━━━━━ Source extract ━━━━━

Spirit Airlines Will Charge $100 To Carry On A Bag While Other Airlines Increase Fee For Checked Bags To $75

I was recently interviewed by The New York Times over my pet peeve regarding travel fees imposed by airlines and hotels. Now, Spirit Airlines has announced that it will charge a $100 fee for a carry-on bag. Conversely, other airlines are increasing their charges for checked bags which has generated billions in new revenues. There will be a $70 checked bag fee on international flights at American for some flight, for example. At one time, airlines blamed the new fees on fuel costs but that rationale fell away as the fees continued regardless of fuel costs.


Notably, we discussed these fees in my torts class in discussing the case of Andrews v. United Airlines dealing with the question of negligence by airlines in the design of overhead bins. This case occurred before airlines started charging fees that resulted in many people taking cases on the plane — resulting in delay and an increase in the number of injuries.

As I mentioned to the Times, the strategy is clearly to drop the expectations of the new generation of travelers who do not remember that bags were once considered a basic element of traveling and covered in a ticket. Allegiant Air announced this month that it will be charging up to $35 for bags. Delta will charge $75 for checking a second bag.

JetBlue, which recently shrank legroom in a disappointing reversal, will also start to impose a fee of $40 for a second bag though to it credit the airline does not charge for the first bag.

━━━━━ Material shown ━━━━━

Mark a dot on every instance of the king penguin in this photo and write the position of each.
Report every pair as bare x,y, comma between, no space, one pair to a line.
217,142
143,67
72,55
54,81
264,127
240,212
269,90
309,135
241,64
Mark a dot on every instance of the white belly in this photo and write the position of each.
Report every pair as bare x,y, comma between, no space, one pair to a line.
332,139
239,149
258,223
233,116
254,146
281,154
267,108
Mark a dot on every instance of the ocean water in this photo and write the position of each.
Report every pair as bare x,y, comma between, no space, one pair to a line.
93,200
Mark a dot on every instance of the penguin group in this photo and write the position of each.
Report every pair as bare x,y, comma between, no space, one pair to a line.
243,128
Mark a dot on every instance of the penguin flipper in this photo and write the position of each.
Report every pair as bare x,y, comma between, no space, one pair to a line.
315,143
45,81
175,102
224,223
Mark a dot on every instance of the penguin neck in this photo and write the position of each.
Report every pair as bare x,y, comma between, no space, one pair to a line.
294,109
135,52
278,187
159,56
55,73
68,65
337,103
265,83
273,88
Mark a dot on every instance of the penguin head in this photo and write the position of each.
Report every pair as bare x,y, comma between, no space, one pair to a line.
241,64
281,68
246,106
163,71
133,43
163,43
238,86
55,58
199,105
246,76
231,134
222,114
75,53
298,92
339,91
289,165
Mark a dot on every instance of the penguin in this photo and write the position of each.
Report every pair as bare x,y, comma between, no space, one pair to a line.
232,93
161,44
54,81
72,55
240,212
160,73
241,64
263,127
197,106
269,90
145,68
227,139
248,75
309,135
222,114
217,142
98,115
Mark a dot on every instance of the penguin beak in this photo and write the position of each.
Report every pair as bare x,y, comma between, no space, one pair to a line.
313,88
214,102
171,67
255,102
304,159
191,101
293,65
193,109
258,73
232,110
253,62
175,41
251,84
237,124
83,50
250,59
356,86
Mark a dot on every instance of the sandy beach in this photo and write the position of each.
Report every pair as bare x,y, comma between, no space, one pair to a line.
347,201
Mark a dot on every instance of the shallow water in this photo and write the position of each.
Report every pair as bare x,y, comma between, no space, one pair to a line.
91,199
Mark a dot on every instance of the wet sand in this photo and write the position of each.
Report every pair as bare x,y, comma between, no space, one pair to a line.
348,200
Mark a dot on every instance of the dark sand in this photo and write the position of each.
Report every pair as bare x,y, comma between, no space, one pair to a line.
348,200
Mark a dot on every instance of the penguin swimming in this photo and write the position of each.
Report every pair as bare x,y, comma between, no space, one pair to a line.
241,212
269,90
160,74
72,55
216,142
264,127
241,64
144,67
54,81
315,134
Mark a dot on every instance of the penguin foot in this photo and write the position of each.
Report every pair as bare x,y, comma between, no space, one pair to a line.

━━━━━

### What to work on
Rewrite the stretch of the airline fees post from "Notably, we discussed" through "a second bag.", switching "overhead bins" to "overhead compartments". The rows have no connection to the airline fees post.

### Written answer
Notably, we discussed these fees in my torts class in discussing the case of Andrews v. United Airlines dealing with the question of negligence by airlines in the design of overhead compartments. This case occurred before airlines started charging fees that resulted in many people taking cases on the plane — resulting in delay and an increase in the number of injuries.

As I mentioned to the Times, the strategy is clearly to drop the expectations of the new generation of travelers who do not remember that bags were once considered a basic element of traveling and covered in a ticket. Allegiant Air announced this month that it will be charging up to $35 for bags. Delta will charge $75 for checking a second bag.